### TO BE DONE
Please show every line of the material that contains the string "container", copying each one in full.

Outline annotation records:
· · · ·

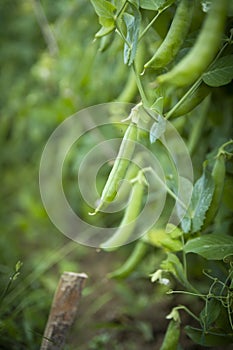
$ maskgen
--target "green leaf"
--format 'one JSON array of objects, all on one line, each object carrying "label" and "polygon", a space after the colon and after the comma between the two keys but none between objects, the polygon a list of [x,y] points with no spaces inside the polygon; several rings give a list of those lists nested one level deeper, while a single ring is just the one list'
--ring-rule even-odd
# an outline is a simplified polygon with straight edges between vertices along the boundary
[{"label": "green leaf", "polygon": [[212,233],[188,241],[184,246],[185,253],[195,253],[208,260],[223,260],[233,255],[233,237]]},{"label": "green leaf", "polygon": [[202,176],[194,185],[190,206],[181,221],[181,227],[185,233],[190,230],[194,233],[201,229],[206,212],[210,207],[213,194],[213,178],[210,172],[204,169]]},{"label": "green leaf", "polygon": [[226,85],[233,79],[233,55],[219,58],[203,74],[204,82],[213,87]]},{"label": "green leaf", "polygon": [[174,277],[185,287],[189,286],[189,282],[186,279],[183,265],[179,258],[173,254],[168,253],[167,259],[162,261],[161,268],[167,272],[170,272]]},{"label": "green leaf", "polygon": [[202,346],[223,346],[233,342],[233,336],[222,331],[217,333],[213,330],[204,333],[203,329],[186,326],[185,332],[194,343]]},{"label": "green leaf", "polygon": [[150,129],[150,143],[154,143],[159,139],[166,130],[166,120],[159,114],[158,121],[154,122]]},{"label": "green leaf", "polygon": [[128,0],[128,2],[135,6],[137,9],[139,8],[139,0]]},{"label": "green leaf", "polygon": [[161,11],[174,2],[175,0],[140,0],[140,7],[146,10]]},{"label": "green leaf", "polygon": [[96,38],[102,38],[108,34],[110,34],[115,29],[115,25],[110,27],[101,27],[100,30],[95,34]]},{"label": "green leaf", "polygon": [[116,7],[106,0],[91,0],[96,14],[99,16],[99,22],[103,27],[115,26]]},{"label": "green leaf", "polygon": [[134,15],[125,13],[123,17],[127,28],[127,42],[124,45],[124,63],[130,66],[136,56],[141,14],[139,10],[134,7]]}]

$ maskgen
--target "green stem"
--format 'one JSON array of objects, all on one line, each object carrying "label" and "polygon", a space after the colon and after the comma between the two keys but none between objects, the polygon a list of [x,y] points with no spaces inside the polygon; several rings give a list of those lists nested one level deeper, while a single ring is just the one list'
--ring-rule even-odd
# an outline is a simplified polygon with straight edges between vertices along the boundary
[{"label": "green stem", "polygon": [[115,16],[115,21],[117,20],[117,18],[120,17],[120,15],[122,14],[122,12],[124,12],[124,10],[126,9],[127,6],[128,6],[128,0],[125,0],[124,4],[121,6],[119,12]]},{"label": "green stem", "polygon": [[136,79],[138,91],[139,91],[139,94],[140,94],[141,99],[142,99],[142,103],[143,103],[144,106],[149,106],[149,102],[148,102],[146,94],[144,92],[144,89],[143,89],[143,86],[142,86],[142,82],[141,82],[140,77],[138,75],[135,63],[133,63],[133,70],[134,70],[134,74],[135,74],[135,79]]},{"label": "green stem", "polygon": [[143,32],[139,35],[138,41],[140,41],[144,35],[148,32],[148,30],[150,29],[150,27],[154,24],[154,22],[156,21],[156,19],[161,15],[161,13],[163,13],[163,11],[165,11],[170,5],[167,5],[166,7],[164,7],[162,10],[159,10],[157,12],[157,14],[155,15],[155,17],[150,21],[150,23],[146,26],[146,28],[143,30]]},{"label": "green stem", "polygon": [[209,102],[210,99],[209,97],[207,97],[202,104],[202,108],[200,111],[200,115],[198,115],[197,120],[195,121],[188,143],[187,143],[187,147],[189,150],[190,155],[193,154],[193,152],[195,151],[196,146],[198,145],[198,142],[200,141],[200,137],[202,135],[202,131],[203,131],[203,126],[207,117],[207,110],[209,108]]},{"label": "green stem", "polygon": [[162,13],[162,11],[158,11],[155,17],[151,20],[151,22],[146,26],[146,28],[143,30],[143,32],[139,35],[138,41],[140,41],[144,35],[147,33],[147,31],[150,29],[150,27],[154,24],[156,19],[159,17],[159,15]]}]

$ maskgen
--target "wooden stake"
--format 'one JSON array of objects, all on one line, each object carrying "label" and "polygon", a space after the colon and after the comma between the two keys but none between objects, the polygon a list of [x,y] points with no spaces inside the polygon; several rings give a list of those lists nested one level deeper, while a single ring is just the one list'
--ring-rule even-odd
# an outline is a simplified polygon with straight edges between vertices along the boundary
[{"label": "wooden stake", "polygon": [[87,275],[64,272],[55,292],[40,350],[60,350],[77,314]]}]

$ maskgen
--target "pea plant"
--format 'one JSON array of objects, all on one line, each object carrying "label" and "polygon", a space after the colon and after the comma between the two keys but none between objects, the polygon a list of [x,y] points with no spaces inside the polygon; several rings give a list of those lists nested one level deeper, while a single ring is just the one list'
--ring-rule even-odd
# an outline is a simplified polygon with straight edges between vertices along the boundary
[{"label": "pea plant", "polygon": [[[197,313],[186,305],[174,307],[167,315],[170,323],[161,349],[178,348],[182,328],[194,343],[202,346],[231,344],[233,1],[91,0],[91,3],[100,23],[95,39],[99,40],[101,51],[111,52],[114,40],[120,38],[118,49],[128,67],[128,81],[118,101],[137,102],[101,199],[90,213],[97,214],[114,200],[122,191],[121,180],[131,181],[122,222],[101,248],[112,250],[127,242],[145,192],[150,189],[146,174],[153,170],[139,167],[143,161],[133,161],[135,142],[159,153],[169,120],[185,140],[195,177],[191,200],[179,224],[170,225],[168,230],[165,225],[168,209],[164,210],[154,227],[138,240],[126,262],[109,277],[126,278],[147,255],[148,247],[160,249],[166,258],[155,266],[152,282],[168,285],[168,294],[194,298],[201,309]],[[141,119],[140,110],[147,118]],[[141,130],[143,123],[148,132]],[[136,155],[140,156],[144,157]],[[164,186],[171,200],[179,200],[168,163],[166,159],[161,161],[166,175]],[[183,325],[181,312],[187,312],[196,326]]]}]

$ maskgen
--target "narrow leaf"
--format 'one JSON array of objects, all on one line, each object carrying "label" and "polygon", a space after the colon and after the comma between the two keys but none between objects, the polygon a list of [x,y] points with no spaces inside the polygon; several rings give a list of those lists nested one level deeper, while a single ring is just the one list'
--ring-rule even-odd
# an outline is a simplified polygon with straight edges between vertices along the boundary
[{"label": "narrow leaf", "polygon": [[198,232],[202,227],[205,215],[209,209],[214,193],[214,181],[209,173],[205,170],[203,175],[194,185],[191,199],[192,205],[192,232]]},{"label": "narrow leaf", "polygon": [[188,241],[184,246],[185,253],[195,253],[208,260],[223,260],[233,255],[233,237],[212,233]]},{"label": "narrow leaf", "polygon": [[134,7],[133,16],[129,13],[125,13],[124,21],[127,28],[126,43],[124,45],[124,63],[130,66],[134,61],[137,51],[138,35],[141,23],[141,14],[139,10]]},{"label": "narrow leaf", "polygon": [[150,143],[154,143],[157,139],[159,139],[166,130],[166,120],[158,115],[158,121],[154,122],[150,129]]},{"label": "narrow leaf", "polygon": [[103,27],[112,27],[115,23],[116,7],[106,0],[91,0],[95,12],[99,16],[99,22]]},{"label": "narrow leaf", "polygon": [[204,82],[213,87],[226,85],[233,79],[233,55],[219,58],[203,74]]},{"label": "narrow leaf", "polygon": [[181,221],[181,227],[185,233],[198,232],[205,220],[206,212],[210,207],[214,193],[214,181],[207,169],[204,169],[202,176],[196,181],[191,203],[187,213]]}]

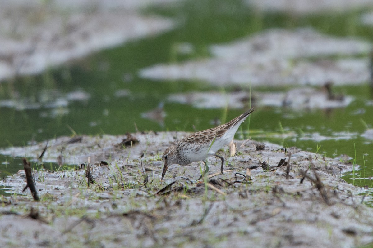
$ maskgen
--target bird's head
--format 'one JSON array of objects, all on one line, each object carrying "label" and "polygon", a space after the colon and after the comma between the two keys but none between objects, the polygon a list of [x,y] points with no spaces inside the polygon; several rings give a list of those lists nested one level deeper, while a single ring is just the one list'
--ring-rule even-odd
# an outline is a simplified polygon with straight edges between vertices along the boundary
[{"label": "bird's head", "polygon": [[169,165],[176,164],[177,162],[177,151],[175,146],[170,146],[164,151],[162,155],[162,159],[164,163],[163,171],[162,172],[162,180],[164,177],[164,174],[168,168]]}]

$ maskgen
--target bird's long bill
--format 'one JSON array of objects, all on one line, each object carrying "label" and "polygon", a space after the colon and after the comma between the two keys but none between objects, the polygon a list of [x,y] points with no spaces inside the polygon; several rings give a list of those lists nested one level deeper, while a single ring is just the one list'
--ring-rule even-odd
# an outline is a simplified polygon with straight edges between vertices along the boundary
[{"label": "bird's long bill", "polygon": [[162,180],[163,180],[163,177],[164,177],[164,174],[166,174],[166,171],[167,170],[167,169],[168,168],[168,166],[166,165],[166,164],[163,166],[163,170],[162,172]]}]

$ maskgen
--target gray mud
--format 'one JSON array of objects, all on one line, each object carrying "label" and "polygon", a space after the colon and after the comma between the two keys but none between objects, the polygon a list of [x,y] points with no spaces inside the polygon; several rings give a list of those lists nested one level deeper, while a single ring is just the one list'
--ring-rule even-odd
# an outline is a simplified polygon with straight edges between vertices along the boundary
[{"label": "gray mud", "polygon": [[[1,200],[2,247],[340,248],[373,241],[373,212],[361,203],[370,199],[340,178],[351,164],[294,147],[284,151],[267,143],[260,149],[255,141],[238,141],[237,155],[226,160],[224,174],[213,157],[205,180],[197,180],[203,164],[194,162],[171,166],[161,181],[162,153],[188,134],[50,140],[45,164],[80,164],[90,158],[97,183],[88,188],[84,169],[35,171],[41,200],[34,202],[28,189],[22,192],[22,171],[6,178],[1,184],[14,194]],[[123,139],[128,142],[118,145]],[[131,146],[129,140],[138,142]],[[45,145],[0,152],[36,160]],[[226,148],[220,152],[227,157]],[[286,180],[286,167],[277,166],[290,152]],[[302,172],[315,180],[313,168],[319,190],[310,179],[301,182]]]}]

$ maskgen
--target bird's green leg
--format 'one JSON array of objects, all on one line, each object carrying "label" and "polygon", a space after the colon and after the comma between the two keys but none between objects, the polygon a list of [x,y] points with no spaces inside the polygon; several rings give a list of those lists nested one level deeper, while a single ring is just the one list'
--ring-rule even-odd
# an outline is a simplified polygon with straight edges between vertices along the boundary
[{"label": "bird's green leg", "polygon": [[224,166],[224,158],[221,156],[219,156],[217,154],[214,154],[214,155],[222,160],[222,168],[220,171],[220,173],[223,174],[223,167]]},{"label": "bird's green leg", "polygon": [[202,174],[201,175],[201,176],[198,178],[198,180],[203,178],[203,177],[205,176],[205,175],[206,175],[206,173],[209,172],[209,165],[207,165],[207,159],[206,160],[204,160],[203,161],[203,162],[205,164],[205,170],[202,173]]}]

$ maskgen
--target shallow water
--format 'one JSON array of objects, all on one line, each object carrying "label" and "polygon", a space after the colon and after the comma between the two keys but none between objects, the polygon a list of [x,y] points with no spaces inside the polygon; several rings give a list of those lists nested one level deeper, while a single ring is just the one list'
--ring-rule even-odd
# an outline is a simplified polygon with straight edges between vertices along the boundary
[{"label": "shallow water", "polygon": [[[155,64],[208,56],[211,44],[234,41],[268,28],[310,26],[325,33],[373,41],[373,28],[356,20],[364,10],[295,18],[279,13],[263,13],[238,1],[217,2],[188,1],[167,9],[148,10],[176,18],[179,26],[159,36],[104,51],[41,75],[1,83],[0,147],[24,145],[72,135],[73,132],[95,135],[137,130],[191,132],[213,127],[217,120],[228,121],[244,110],[197,109],[166,100],[173,93],[216,88],[198,80],[153,81],[139,77],[138,73]],[[355,100],[345,108],[332,110],[258,107],[237,137],[296,146],[332,157],[346,154],[355,157],[357,164],[361,165],[365,160],[364,169],[344,178],[370,187],[373,140],[361,135],[372,128],[372,90],[367,82],[333,90]],[[147,115],[144,113],[162,103],[164,118],[162,113],[157,119],[143,117]],[[20,159],[0,155],[1,177],[22,168]]]}]

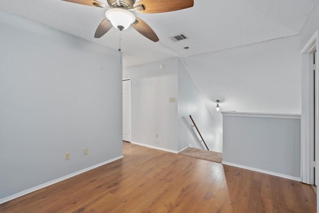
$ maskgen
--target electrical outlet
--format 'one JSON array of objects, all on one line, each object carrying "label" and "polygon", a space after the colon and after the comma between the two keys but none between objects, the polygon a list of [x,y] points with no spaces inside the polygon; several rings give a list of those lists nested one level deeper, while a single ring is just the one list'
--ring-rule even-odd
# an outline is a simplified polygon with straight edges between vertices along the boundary
[{"label": "electrical outlet", "polygon": [[67,152],[65,153],[65,160],[70,160],[70,153]]},{"label": "electrical outlet", "polygon": [[174,97],[170,97],[170,98],[169,98],[169,102],[170,102],[170,103],[175,102],[175,98]]}]

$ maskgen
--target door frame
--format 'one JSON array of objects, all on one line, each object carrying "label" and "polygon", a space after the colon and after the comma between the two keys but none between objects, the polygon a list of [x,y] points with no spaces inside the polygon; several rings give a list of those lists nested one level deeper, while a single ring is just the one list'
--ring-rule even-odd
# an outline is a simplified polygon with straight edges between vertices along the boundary
[{"label": "door frame", "polygon": [[[130,123],[131,123],[130,125],[130,141],[129,142],[132,142],[132,78],[131,77],[128,78],[124,78],[122,79],[122,93],[123,93],[123,82],[124,81],[130,81],[130,95],[129,95],[129,107],[130,109]],[[122,93],[123,94],[123,93]],[[123,111],[123,106],[122,106],[122,111]],[[122,112],[123,115],[123,112]],[[123,122],[123,116],[122,116],[122,122]],[[122,127],[123,128],[123,127]],[[122,139],[123,139],[123,129],[122,129]]]},{"label": "door frame", "polygon": [[[314,52],[319,49],[319,30],[317,30],[301,51],[301,171],[300,179],[302,183],[314,185],[315,183],[313,169],[314,155],[316,156],[316,167],[318,168],[318,146],[314,149],[314,144],[318,144],[318,137],[314,136],[318,132],[318,113],[313,109],[314,102],[314,71],[311,65],[314,62]],[[317,54],[318,57],[318,54]],[[317,58],[317,61],[318,61]],[[318,70],[318,63],[316,70]],[[318,76],[318,75],[317,75]],[[319,82],[318,77],[315,79],[317,85]],[[318,92],[317,88],[317,94]],[[317,98],[317,100],[318,100]],[[318,103],[316,104],[318,106]],[[315,119],[315,120],[314,119]],[[316,130],[314,128],[314,124]],[[318,169],[316,171],[316,182],[318,183]]]}]

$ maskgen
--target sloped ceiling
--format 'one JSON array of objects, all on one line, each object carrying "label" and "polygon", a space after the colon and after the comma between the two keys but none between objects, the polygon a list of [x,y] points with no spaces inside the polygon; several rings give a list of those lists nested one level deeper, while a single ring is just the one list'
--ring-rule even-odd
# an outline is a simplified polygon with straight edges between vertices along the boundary
[{"label": "sloped ceiling", "polygon": [[[105,0],[101,0],[102,2]],[[122,33],[124,66],[214,52],[299,34],[316,0],[194,0],[193,7],[157,14],[134,12],[160,38],[155,43],[132,27]],[[0,8],[117,50],[119,31],[95,38],[105,8],[60,0],[0,0]],[[173,42],[183,32],[189,38]],[[188,46],[184,49],[184,46]]]}]

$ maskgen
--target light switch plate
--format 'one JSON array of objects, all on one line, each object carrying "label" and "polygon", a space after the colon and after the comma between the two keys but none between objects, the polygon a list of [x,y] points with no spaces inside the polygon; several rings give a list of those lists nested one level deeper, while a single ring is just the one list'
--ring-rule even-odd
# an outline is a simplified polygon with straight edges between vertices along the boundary
[{"label": "light switch plate", "polygon": [[175,102],[175,98],[174,97],[170,97],[169,98],[169,102],[170,103],[174,103]]}]

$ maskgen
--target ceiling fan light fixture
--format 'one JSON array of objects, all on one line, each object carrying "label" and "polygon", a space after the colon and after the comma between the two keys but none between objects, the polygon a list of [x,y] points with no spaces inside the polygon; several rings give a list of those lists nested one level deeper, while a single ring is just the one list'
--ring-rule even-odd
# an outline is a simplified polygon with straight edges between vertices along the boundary
[{"label": "ceiling fan light fixture", "polygon": [[122,8],[111,8],[105,12],[106,18],[110,20],[114,27],[120,30],[127,29],[135,21],[135,15],[130,11]]}]

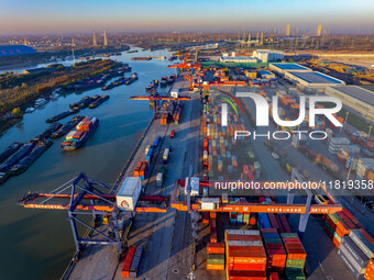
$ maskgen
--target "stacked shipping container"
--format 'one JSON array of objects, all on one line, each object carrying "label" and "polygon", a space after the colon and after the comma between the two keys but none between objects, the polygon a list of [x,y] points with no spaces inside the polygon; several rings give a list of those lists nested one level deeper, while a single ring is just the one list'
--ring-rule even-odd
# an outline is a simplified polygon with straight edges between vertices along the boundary
[{"label": "stacked shipping container", "polygon": [[258,231],[227,229],[224,240],[228,279],[266,279],[266,253]]},{"label": "stacked shipping container", "polygon": [[287,251],[286,275],[290,279],[306,279],[304,275],[304,266],[307,254],[296,233],[282,233],[283,243]]}]

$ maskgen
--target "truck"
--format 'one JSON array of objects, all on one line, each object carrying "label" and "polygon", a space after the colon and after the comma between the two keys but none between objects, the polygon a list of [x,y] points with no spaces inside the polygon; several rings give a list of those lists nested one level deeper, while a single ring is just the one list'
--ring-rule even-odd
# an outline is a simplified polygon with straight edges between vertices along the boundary
[{"label": "truck", "polygon": [[170,97],[172,98],[178,98],[179,97],[179,93],[180,93],[180,89],[179,88],[173,88],[170,90]]},{"label": "truck", "polygon": [[124,211],[134,211],[142,191],[142,182],[139,177],[124,178],[120,190],[116,195],[117,206]]},{"label": "truck", "polygon": [[164,175],[162,172],[158,172],[157,177],[156,177],[157,187],[162,187],[163,186],[163,181],[164,181]]},{"label": "truck", "polygon": [[164,155],[163,155],[163,164],[167,165],[167,160],[168,160],[168,154],[169,154],[169,148],[165,148]]}]

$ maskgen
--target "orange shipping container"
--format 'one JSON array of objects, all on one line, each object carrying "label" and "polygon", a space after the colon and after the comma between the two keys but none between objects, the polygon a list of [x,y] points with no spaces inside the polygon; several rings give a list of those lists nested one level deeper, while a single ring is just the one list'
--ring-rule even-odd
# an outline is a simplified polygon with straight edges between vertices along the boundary
[{"label": "orange shipping container", "polygon": [[207,244],[208,254],[224,254],[224,243],[208,243]]},{"label": "orange shipping container", "polygon": [[209,269],[209,270],[224,270],[224,265],[207,264],[207,269]]},{"label": "orange shipping container", "polygon": [[[267,280],[265,271],[229,270],[228,280]],[[276,280],[276,279],[275,279]]]}]

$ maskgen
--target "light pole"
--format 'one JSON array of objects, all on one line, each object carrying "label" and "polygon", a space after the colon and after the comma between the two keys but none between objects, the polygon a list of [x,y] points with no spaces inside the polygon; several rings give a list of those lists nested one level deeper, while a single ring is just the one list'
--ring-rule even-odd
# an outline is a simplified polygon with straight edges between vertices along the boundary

· · · ·

### WRITTEN ANSWER
--target "stacked shipping container"
[{"label": "stacked shipping container", "polygon": [[258,231],[227,229],[224,240],[228,279],[266,279],[266,253]]},{"label": "stacked shipping container", "polygon": [[287,251],[286,275],[290,279],[306,279],[304,275],[304,266],[307,254],[296,233],[282,233],[283,243]]}]
--target "orange shipping container"
[{"label": "orange shipping container", "polygon": [[207,244],[208,254],[224,254],[224,243],[208,243]]},{"label": "orange shipping container", "polygon": [[209,269],[209,270],[224,270],[224,265],[207,264],[207,269]]},{"label": "orange shipping container", "polygon": [[[267,280],[265,271],[229,270],[228,280]],[[276,280],[276,279],[275,279]]]}]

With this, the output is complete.